━━━ DATA FOR THE TASK

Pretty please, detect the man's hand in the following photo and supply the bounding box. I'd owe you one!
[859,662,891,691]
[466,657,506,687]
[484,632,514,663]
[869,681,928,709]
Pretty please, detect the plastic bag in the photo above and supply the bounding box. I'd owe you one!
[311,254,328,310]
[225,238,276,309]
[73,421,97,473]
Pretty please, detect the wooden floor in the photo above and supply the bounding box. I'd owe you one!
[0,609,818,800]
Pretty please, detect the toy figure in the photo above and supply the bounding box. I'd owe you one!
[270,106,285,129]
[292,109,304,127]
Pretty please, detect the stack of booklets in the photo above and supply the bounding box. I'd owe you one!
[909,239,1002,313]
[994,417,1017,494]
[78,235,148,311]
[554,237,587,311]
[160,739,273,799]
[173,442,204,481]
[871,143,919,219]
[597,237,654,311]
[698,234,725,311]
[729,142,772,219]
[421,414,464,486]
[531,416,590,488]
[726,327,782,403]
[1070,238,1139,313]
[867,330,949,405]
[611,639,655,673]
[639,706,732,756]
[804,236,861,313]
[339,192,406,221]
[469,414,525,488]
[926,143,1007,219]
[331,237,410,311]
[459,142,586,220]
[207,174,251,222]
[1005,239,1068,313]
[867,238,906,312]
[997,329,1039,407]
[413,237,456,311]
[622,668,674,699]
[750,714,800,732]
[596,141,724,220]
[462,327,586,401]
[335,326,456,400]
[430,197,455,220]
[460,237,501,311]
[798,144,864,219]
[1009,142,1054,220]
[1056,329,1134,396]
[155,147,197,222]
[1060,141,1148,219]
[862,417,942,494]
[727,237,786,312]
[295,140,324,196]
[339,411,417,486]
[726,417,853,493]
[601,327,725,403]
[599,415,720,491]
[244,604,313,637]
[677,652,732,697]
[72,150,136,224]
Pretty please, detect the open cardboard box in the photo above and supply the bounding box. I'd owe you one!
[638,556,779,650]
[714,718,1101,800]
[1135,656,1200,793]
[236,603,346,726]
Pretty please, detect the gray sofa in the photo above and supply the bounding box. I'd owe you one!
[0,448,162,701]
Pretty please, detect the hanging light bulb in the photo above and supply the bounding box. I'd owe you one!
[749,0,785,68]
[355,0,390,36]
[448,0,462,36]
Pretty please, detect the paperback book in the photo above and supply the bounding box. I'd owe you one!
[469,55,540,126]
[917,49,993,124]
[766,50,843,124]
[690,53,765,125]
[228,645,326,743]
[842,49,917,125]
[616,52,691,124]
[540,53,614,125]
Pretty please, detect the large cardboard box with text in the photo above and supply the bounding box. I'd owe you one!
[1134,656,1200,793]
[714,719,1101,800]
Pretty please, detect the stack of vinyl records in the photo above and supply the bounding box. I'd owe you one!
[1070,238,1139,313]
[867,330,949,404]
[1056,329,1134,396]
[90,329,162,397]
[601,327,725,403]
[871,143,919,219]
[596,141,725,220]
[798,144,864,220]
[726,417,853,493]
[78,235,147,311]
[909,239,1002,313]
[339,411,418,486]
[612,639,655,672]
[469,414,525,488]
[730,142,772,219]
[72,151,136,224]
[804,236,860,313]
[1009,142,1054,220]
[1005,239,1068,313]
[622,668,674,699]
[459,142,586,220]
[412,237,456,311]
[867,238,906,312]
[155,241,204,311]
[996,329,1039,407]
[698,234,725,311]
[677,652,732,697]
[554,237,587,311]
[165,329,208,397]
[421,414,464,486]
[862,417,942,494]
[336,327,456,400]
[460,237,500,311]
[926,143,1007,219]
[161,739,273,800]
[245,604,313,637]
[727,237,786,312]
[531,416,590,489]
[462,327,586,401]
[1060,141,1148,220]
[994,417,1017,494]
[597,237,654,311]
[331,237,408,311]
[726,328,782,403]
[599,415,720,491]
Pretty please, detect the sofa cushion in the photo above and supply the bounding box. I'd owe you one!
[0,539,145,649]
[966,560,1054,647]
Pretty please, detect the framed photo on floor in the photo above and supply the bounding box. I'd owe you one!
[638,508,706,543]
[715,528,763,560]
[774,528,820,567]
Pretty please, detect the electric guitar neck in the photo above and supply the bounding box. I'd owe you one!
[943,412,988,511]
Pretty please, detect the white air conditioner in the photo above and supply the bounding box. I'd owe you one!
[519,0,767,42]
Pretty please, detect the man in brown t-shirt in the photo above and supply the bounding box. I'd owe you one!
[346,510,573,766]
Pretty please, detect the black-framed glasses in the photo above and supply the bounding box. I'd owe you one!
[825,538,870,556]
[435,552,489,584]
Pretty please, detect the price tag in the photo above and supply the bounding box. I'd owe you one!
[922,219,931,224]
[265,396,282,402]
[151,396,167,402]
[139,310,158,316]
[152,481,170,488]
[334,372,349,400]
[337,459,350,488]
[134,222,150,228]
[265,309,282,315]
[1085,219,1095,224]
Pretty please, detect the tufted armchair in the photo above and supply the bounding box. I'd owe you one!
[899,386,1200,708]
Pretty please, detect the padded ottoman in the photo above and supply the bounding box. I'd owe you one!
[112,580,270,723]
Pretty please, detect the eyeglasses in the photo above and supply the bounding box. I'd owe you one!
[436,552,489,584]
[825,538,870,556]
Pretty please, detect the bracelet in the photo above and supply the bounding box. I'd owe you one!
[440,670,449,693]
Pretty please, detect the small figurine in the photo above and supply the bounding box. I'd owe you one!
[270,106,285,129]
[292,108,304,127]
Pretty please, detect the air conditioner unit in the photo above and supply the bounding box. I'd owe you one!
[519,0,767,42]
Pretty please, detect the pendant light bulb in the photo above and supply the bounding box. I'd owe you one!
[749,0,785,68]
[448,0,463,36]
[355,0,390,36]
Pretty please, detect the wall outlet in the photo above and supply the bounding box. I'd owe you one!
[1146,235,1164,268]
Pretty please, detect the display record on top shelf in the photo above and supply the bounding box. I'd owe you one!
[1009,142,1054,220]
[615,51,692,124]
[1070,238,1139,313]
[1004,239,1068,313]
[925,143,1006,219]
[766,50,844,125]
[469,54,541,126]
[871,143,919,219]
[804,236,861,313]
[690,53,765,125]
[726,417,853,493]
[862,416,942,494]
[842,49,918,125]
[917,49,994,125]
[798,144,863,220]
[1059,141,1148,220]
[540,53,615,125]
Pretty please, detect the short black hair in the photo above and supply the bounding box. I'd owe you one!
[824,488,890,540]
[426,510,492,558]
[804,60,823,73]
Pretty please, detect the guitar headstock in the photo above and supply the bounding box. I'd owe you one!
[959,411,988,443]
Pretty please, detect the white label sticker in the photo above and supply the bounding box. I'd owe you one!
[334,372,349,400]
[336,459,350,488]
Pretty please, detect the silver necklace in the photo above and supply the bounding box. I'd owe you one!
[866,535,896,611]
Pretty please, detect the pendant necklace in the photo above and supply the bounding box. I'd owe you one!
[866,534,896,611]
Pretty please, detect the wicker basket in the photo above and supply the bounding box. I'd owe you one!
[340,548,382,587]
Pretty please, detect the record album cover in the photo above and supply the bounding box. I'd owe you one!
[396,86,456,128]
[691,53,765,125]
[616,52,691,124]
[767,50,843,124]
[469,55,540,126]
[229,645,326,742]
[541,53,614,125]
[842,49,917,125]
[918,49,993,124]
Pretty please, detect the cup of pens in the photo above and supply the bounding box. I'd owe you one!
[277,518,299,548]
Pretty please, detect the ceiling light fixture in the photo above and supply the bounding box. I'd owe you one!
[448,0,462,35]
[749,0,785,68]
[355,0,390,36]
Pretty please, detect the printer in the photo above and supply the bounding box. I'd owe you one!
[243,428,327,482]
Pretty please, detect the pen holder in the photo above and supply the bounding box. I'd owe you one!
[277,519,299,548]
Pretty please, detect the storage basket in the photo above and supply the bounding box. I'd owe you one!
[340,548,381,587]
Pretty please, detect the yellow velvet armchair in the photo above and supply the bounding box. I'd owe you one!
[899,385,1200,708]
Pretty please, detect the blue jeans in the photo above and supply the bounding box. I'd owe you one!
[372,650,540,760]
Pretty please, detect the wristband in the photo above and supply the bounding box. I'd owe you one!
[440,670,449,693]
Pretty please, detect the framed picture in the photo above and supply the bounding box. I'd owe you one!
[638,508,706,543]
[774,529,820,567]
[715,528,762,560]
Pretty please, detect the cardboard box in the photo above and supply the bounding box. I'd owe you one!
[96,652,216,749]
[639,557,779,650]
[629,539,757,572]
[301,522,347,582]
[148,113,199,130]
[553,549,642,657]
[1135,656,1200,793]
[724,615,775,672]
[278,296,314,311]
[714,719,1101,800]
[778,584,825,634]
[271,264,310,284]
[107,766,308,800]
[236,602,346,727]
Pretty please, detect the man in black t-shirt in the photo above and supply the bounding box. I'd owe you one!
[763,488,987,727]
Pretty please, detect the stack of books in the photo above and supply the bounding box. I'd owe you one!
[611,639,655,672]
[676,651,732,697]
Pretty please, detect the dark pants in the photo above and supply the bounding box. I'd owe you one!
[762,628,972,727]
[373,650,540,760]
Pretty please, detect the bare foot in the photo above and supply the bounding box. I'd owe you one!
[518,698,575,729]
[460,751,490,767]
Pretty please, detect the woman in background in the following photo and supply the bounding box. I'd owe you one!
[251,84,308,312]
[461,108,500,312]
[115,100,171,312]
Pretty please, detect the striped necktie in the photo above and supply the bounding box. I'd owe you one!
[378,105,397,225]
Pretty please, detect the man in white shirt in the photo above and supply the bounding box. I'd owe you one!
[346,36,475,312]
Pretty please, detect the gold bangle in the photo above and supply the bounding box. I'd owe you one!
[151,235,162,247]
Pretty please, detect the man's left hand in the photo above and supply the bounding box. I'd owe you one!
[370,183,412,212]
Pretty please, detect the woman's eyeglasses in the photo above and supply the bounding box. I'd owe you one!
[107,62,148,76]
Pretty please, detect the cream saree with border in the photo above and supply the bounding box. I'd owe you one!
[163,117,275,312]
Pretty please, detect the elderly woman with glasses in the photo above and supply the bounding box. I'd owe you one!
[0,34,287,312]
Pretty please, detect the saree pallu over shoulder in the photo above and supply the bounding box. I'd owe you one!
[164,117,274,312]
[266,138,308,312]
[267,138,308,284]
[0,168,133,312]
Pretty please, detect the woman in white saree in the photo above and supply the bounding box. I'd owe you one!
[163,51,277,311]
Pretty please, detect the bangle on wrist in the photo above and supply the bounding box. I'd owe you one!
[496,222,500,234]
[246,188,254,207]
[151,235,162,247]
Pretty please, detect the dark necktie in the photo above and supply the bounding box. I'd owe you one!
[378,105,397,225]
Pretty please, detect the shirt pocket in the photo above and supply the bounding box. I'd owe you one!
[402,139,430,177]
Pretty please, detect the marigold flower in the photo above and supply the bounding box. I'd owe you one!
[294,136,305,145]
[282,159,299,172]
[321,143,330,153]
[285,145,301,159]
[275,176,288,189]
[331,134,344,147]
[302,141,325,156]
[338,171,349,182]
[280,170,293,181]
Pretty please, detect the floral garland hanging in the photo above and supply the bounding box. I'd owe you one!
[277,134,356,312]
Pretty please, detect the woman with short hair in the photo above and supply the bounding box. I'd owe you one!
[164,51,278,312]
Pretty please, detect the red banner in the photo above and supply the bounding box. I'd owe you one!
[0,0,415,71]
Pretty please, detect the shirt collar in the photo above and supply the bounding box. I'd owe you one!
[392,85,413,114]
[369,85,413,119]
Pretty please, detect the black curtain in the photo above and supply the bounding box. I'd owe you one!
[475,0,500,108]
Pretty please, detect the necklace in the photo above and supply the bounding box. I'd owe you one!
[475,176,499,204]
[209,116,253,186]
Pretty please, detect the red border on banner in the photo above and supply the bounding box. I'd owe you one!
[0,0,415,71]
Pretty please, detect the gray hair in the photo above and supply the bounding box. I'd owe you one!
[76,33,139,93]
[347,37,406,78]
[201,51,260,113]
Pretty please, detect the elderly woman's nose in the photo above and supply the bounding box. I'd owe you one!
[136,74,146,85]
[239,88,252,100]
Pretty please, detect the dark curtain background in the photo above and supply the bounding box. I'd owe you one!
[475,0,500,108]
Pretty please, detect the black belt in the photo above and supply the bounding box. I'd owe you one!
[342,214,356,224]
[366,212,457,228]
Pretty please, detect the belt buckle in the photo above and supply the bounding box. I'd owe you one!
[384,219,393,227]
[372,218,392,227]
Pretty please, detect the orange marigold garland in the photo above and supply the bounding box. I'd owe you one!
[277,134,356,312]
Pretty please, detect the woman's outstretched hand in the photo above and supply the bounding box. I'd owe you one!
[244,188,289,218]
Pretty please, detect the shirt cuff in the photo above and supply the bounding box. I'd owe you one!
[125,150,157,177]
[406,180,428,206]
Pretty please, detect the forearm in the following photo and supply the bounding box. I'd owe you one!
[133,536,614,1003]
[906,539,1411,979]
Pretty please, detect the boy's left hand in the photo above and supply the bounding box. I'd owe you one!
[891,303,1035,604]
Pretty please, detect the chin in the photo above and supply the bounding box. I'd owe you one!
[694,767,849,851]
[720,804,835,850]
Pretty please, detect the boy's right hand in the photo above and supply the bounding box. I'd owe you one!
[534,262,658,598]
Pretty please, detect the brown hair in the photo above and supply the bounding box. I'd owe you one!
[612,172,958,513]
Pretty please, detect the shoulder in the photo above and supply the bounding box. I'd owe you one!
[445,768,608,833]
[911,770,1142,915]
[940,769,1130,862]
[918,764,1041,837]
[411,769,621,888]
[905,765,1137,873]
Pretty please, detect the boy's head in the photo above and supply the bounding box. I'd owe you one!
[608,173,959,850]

━━━━━━

TASK DIRECTIONS:
The answer should be the exact lines running from the line containing "Pretty please, detect the woman's outstretched" to the last line of the entries, with nothing else.

RESPONSE BOX:
Pretty please, detect the woman's outstretched hand in the photo above and supply the bounding box. I'd owe you one!
[244,188,289,218]
Pretty please, detect the shirt cuff in the photo above and supply the bounding box. I'd owe you one!
[125,150,157,177]
[406,180,428,206]
Pretty please, detect the forearm in the following photo and supply the bounding box. I'd owe you one!
[133,536,614,1003]
[906,539,1411,979]
Pretty please, detect the boy's left hand in the photo above and supply the bounding box. I'd owe you one!
[891,303,1035,604]
Pretty please, detect the chin in the photo above and supply the bounding box. I'd owe you one!
[694,767,849,851]
[720,804,835,850]
Pretty please, detect the boy's right hand in the photo above and supply the bounding box. I'd owe you one!
[534,262,658,598]
Pretty please, detect the brown hair in the photo above and supply the bounding box. I'd owe you one!
[612,172,958,513]
Pretty please, detect the shoulder in the photo above and supply the bounding box. I'd owe you one!
[445,768,608,833]
[911,770,1142,915]
[940,769,1130,862]
[918,764,1041,837]
[411,769,621,888]
[905,765,1137,873]
Pretty please, detect the boy's head in the photo above and supply the bounding box. I'd owe you one!
[608,173,959,850]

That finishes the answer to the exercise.